:: THE INPUT
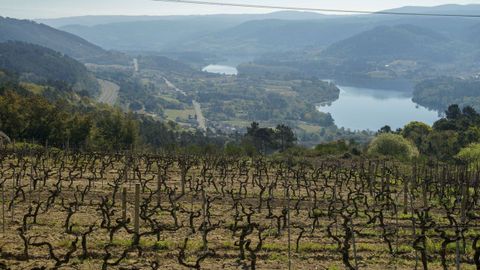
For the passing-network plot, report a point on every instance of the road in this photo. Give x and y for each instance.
(202, 123)
(109, 92)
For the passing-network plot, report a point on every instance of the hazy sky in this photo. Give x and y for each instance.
(63, 8)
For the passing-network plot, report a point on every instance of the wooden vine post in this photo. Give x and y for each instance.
(136, 223)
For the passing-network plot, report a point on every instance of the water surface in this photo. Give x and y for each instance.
(221, 69)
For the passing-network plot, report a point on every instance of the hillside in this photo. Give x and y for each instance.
(388, 43)
(43, 35)
(253, 34)
(148, 35)
(39, 64)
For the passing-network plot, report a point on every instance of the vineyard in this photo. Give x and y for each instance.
(64, 210)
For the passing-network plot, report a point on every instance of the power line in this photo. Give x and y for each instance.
(208, 3)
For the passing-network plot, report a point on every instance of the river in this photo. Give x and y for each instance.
(364, 108)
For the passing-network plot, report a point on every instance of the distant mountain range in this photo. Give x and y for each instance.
(40, 34)
(389, 43)
(34, 63)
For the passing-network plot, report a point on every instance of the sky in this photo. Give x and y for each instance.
(36, 9)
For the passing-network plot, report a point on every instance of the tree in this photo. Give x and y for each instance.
(385, 129)
(471, 153)
(284, 137)
(392, 145)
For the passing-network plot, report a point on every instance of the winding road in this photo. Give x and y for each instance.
(202, 122)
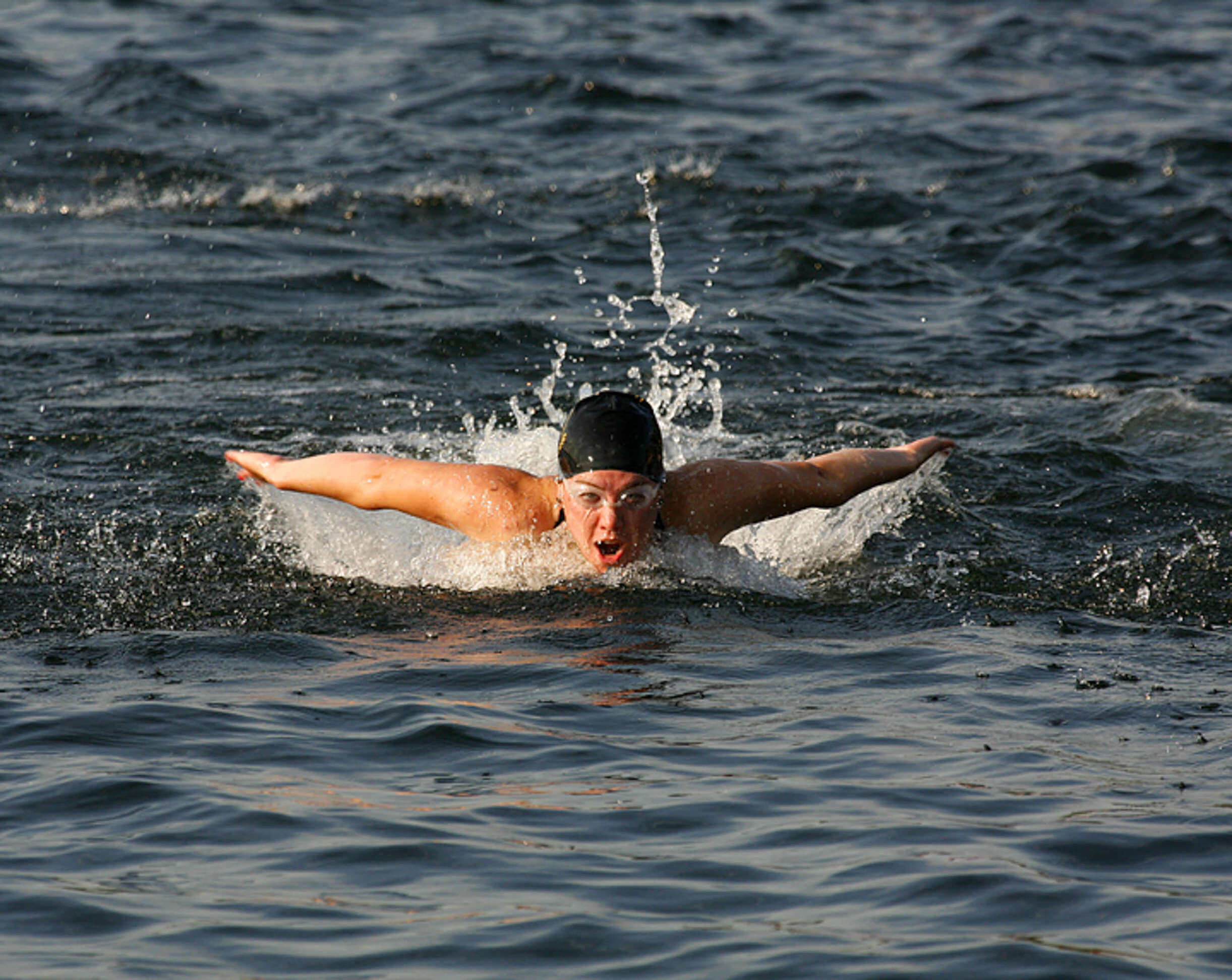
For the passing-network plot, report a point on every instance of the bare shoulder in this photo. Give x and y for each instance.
(713, 498)
(493, 503)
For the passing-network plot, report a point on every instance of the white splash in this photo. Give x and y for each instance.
(777, 557)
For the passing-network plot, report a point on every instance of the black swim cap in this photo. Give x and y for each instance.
(611, 431)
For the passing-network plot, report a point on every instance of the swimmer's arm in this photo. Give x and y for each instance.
(486, 503)
(716, 497)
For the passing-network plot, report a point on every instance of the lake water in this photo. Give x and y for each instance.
(970, 725)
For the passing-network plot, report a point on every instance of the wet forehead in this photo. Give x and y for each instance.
(610, 480)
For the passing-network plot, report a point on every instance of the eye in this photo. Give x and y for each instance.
(636, 499)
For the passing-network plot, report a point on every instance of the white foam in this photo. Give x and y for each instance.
(777, 557)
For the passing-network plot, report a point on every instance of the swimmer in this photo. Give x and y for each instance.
(613, 493)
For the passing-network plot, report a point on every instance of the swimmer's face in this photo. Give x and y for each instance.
(610, 514)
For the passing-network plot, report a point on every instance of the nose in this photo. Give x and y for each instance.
(609, 515)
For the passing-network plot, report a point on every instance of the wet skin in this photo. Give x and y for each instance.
(602, 513)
::::
> _DIRECTIONS FOR THIS TASK_: All records must be output exactly as they are, except for the pictures, which are left out.

> _COMPLETED TASK_:
For the passing-network plot, report a point on every instance of the road in this photo. Give x and y for each instance.
(202, 123)
(109, 92)
For the passing-network plot, report a point on every instance of the hazy sky in this photo. Give x and y for each instance.
(63, 8)
For the passing-network plot, report a point on every instance of the wooden vine post in this photo. Give x and y for each instance.
(136, 223)
For the passing-network plot, report a point on every instance of the water surface in this photo. Give x and y for each instance.
(221, 69)
For the passing-network plot, report a point on every instance of the hillside in this photo. Give x and y for each instance.
(388, 43)
(43, 35)
(253, 34)
(148, 35)
(39, 64)
For the passing-network plot, report a point on every instance of the vineyard in this photo. Give x and y for each instance.
(64, 210)
For the passing-network plot, report a point on every instance of the power line in this photo. Give x and y for each instance.
(208, 3)
For the passing-network plot, report a point on every instance of the river in this photo. Give x and y for each instance.
(364, 108)
For the passing-network plot, report a point on every instance of the distant mountain range in this photo. Give x and y for each instance.
(40, 34)
(389, 43)
(34, 63)
For the passing-network plot, report a point on every instance of the sky in this photo. Give x and y for each instance.
(36, 9)
For the passing-network plot, report a point on every instance of the tree in this photo. Give x and y for each instance.
(385, 129)
(471, 153)
(284, 137)
(392, 145)
For the passing-network plot, report a point on every instance of the winding road in this photo. Give x and y for each instance.
(202, 122)
For the passing-network plot, report a point on every instance of the bare shoulder in this photo. Give x and y for each instance.
(713, 498)
(493, 503)
For the passing-network plot, report a point on every instance of the white splash in this photo. Give x and y for each instance.
(777, 557)
For the passing-network plot, report a point on every instance of the black swim cap in this photo. Give x and y for each instance.
(611, 431)
For the passing-network plot, report a point on every instance of the swimmer's arm in this photo. Give x and y for each instance.
(486, 503)
(716, 497)
For the passing-network plot, report a point on every instance of the lake water in this photo. Give x and y for each instance.
(970, 725)
For the passing-network plot, report a point on every instance of the wet forehead in this photo. Give x and y for each instance.
(610, 480)
For the passing-network plot, report a point on every instance of the eye in this photo. Give x and y for each instance.
(636, 499)
For the passing-network plot, report a point on every instance of the white foam in this photo. Give x and y for each instance.
(777, 557)
For the passing-network plot, report a point on every instance of the swimmer in this photo. Give x and y for each instance.
(613, 493)
For the passing-network plot, report a point on every instance of the swimmer's face in this photo. Give x and y for each instance.
(610, 514)
For the passing-network plot, report a point on every instance of the nose in this photo. Give x and y for each instance.
(609, 515)
For the passing-network plot, report a point on every instance of the wet skin in this photo. Give x and y for each instance.
(602, 513)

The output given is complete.